───── Текст документа
Но Европа не погибла, перед тем пережив нелегкий период ее похищения, о котором мечтал в одинаковой мере и Гитлер, и Сталин. Европа вышла из военного хаоса еще более прекрасной, чем была. Один из столпов европейской культуры — Эренбург — не позволил себя обмануть. Он жил своей правдой, его внешний конформизм имел под собой не идеологические, а житейские основания. Мотором последних являлась не жажда выживания, но жажда переживания тяжелейшей эпохи во имя благой цели. Эренбург жил собственной правдой и писал, что проходило перед глазами и что узнавалось из первых уст. Теруэль. Уэска. Герника. Барселона. Париж. Поставленная на колени Европа. Варшавское восстание. Бухенвальд. Дахау. Освенцим. Треблинка.
О том, что натворили нацисты на территории нашей страны, и нечего говорить. Эренбург видел зорче всех. Во всяком случае зорче Сталина и даже зорче выдающихся военачальников заключительного этапа войны. А человеческие страдания и страдания природы ощущал глубже. Чужую боль он воспринимал острее, хотя и личной было предостаточно — погиб муж дочери Ирины Эрбург, три сестры остались в оккупированном Париже. Со старшей — Марией Григорьевной — так и не удалось свидеться. Многих близких людей унесла война. Эренбург мыслил широко и чувствовал неэгоистично. Время, невзирая на оды Человеку у руля, не отвергло ни его, ни его творчества. Насмешки Солженицына, проделавшего далеко не идеальный жизненный путь, хоть и страдальческий на каком-то коротком отрезке, не задели Эренбурга и не принизили совершенного им. Попытка набросить тень на испанский период, предпринятая Иосифом Бродским, ни к чему не привела. Сами по себе удары, нанесенные нобелиатами, симптоматичны: крайности сходятся. Однако репутация Эренбурга устояла. Давление немецкого элемента — вечно вчерашнего — на Западе уже чувствуется куда меньше. Пройдет еще немного времени, и максималисты, обретшие приют в свободном мире, спохватятся и бросятся наперегонки пересматривать собственные точки зрения, выраженные с таким апломбом и такой гордыней.
──────────
───── Предоставленные записи
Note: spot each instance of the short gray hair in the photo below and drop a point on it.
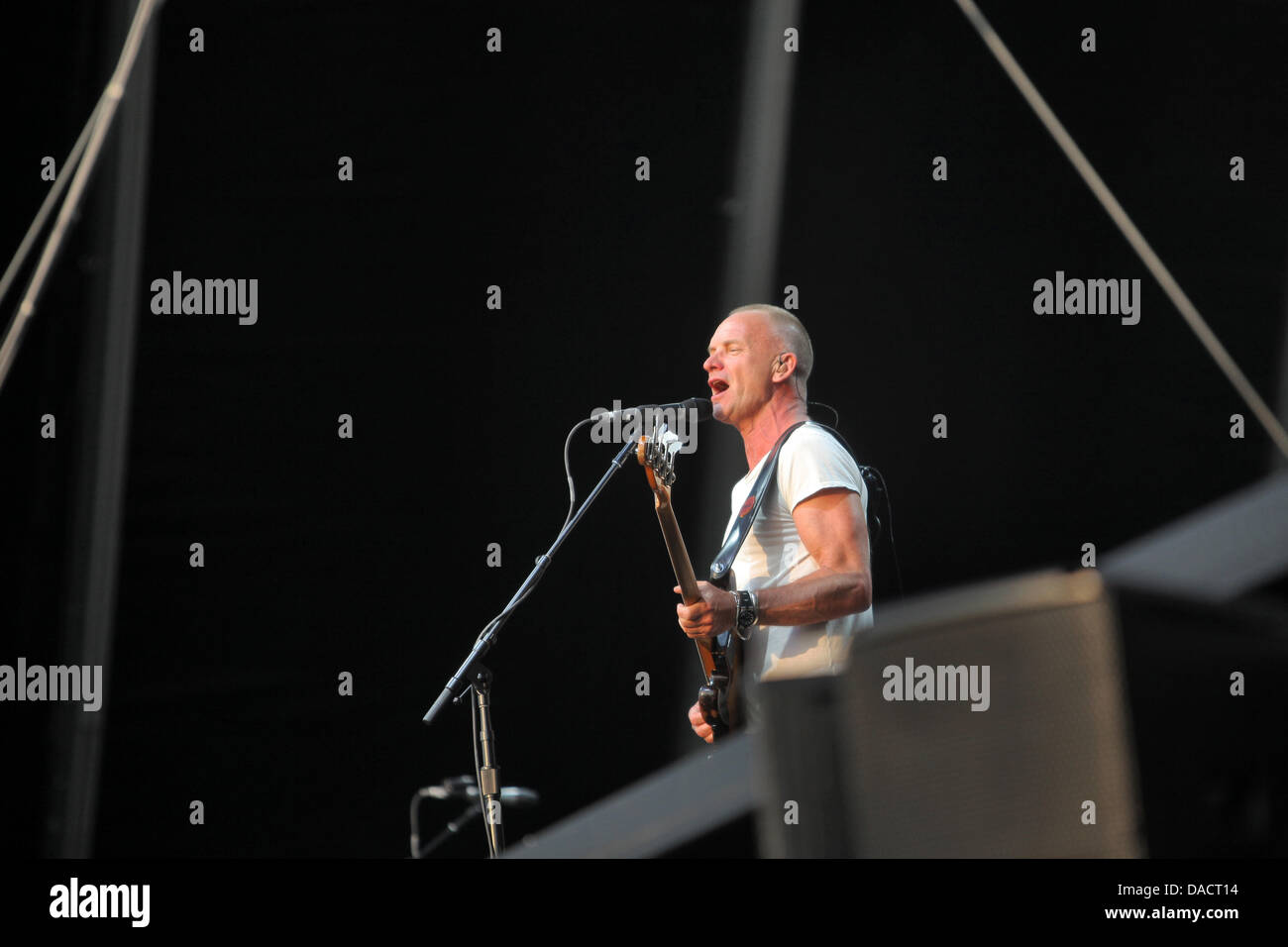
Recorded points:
(793, 337)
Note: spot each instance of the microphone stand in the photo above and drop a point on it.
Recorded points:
(480, 677)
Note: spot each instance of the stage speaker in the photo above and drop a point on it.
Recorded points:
(986, 722)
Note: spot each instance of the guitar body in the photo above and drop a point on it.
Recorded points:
(725, 701)
(720, 656)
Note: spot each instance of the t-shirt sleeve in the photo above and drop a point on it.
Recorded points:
(812, 460)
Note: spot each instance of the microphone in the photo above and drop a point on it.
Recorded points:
(465, 788)
(700, 406)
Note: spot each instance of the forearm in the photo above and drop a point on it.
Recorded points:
(822, 595)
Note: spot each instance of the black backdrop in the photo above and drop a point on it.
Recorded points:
(370, 554)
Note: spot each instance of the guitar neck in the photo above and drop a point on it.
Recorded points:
(675, 548)
(684, 577)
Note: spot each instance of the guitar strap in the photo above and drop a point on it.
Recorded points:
(747, 513)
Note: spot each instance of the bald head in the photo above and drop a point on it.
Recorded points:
(790, 335)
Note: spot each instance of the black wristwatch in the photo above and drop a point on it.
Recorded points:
(748, 613)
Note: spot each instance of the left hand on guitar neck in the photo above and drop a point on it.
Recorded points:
(713, 615)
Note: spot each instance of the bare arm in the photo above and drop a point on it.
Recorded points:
(835, 531)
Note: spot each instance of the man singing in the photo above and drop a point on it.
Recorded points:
(804, 574)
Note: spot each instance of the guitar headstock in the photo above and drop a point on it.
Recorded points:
(656, 455)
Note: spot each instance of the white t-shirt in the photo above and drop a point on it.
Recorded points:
(773, 554)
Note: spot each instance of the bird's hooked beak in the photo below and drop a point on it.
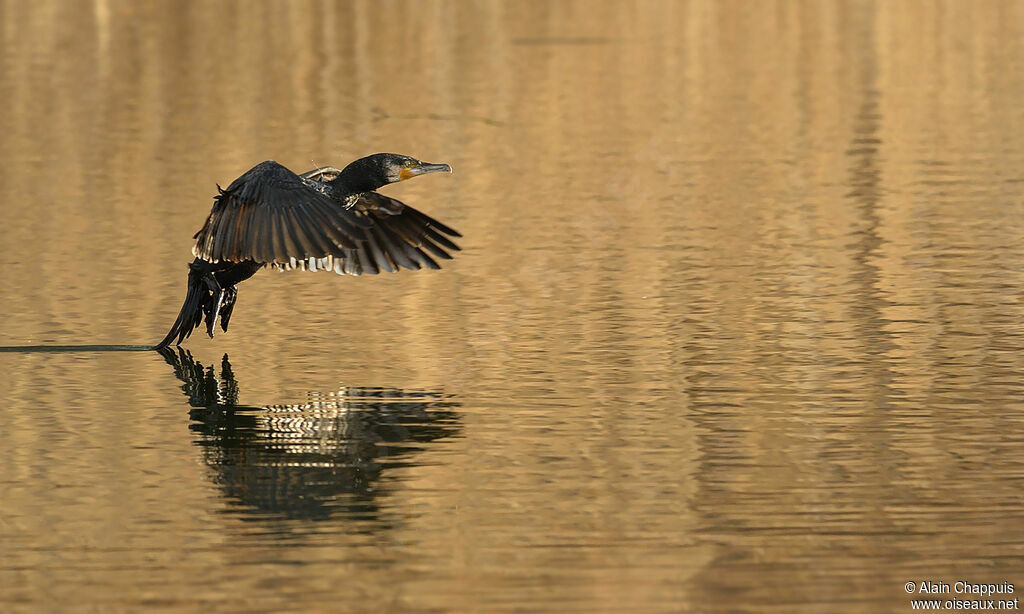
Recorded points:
(422, 169)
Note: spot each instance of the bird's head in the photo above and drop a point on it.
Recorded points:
(380, 169)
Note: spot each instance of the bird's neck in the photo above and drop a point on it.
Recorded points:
(355, 178)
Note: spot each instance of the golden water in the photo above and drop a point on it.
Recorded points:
──────────
* [Задания]:
1. Отредактируйте текст об Эренбурге: перепишите его от «Но Европа не» до «Дахау. Освенцим. Треблинка.», заменив «военного хаоса» на «военной разрухи».
2. С какой из сестер Эренбургу, согласно тексту о нем, так и не удалось свидеться?
3. Пожалуйста, допишите следующую часть текста об Эренбурге, начиная сразу после его последнего предложения.

* [Ответы по порядку]:
1.
Но Европа не погибла, перед тем пережив нелегкий период ее похищения, о котором мечтал в одинаковой мере и Гитлер, и Сталин. Европа вышла из военной разрухи еще более прекрасной, чем была. Один из столпов европейской культуры — Эренбург — не позволил себя обмануть. Он жил своей правдой, его внешний конформизм имел под собой не идеологические, а житейские основания. Мотором последних являлась не жажда выживания, но жажда переживания тяжелейшей эпохи во имя благой цели. Эренбург жил собственной правдой и писал, что проходило перед глазами и что узнавалось из первых уст. Теруэль. Уэска. Герника. Барселона. Париж. Поставленная на колени Европа. Варшавское восстание. Бухенвальд. Дахау. Освенцим. Треблинка.

2. Со старшей, Марией Григорьевной.

3.
Несметная родня Эренбурга в период военной бури погрузилась в пучину бедствий. Несметное количество людей приняли смерть рядом с братьями по оружию на общих полях сражений, в застенках гестапо, в лагере Дранси, на побережье Ла Манша, в Сталинграде, под Прохоровкой, при освобождении Киева и, наконец, в Берлине. Евреи умирали как русские — советские — солдаты среди русских — советских — солдат. Это безусловно и соответствует документальной правде. От этого никуда не уйти, и никуда не деться академику Шафаревичу и журналу «Наш современник». Но евреи умирали и в одиночестве как жертвы Холокоста: от немецких пуль, от пуль коллаборационистов, и Эренбург не собирался умалчивать правду. Евреи умирали поголовно только потому, что они евреи. Виктор Некрасов на митинге в Бабьем Яру в ответ на чью-то реплику, что здесь похоронены останки не только евреев, справедливо отметил, и я это слышал сам:
— Да, в Бабьем Яру покоятся не только евреи, но немцы здесь расстреливали евреев лишь потому, что они евреи.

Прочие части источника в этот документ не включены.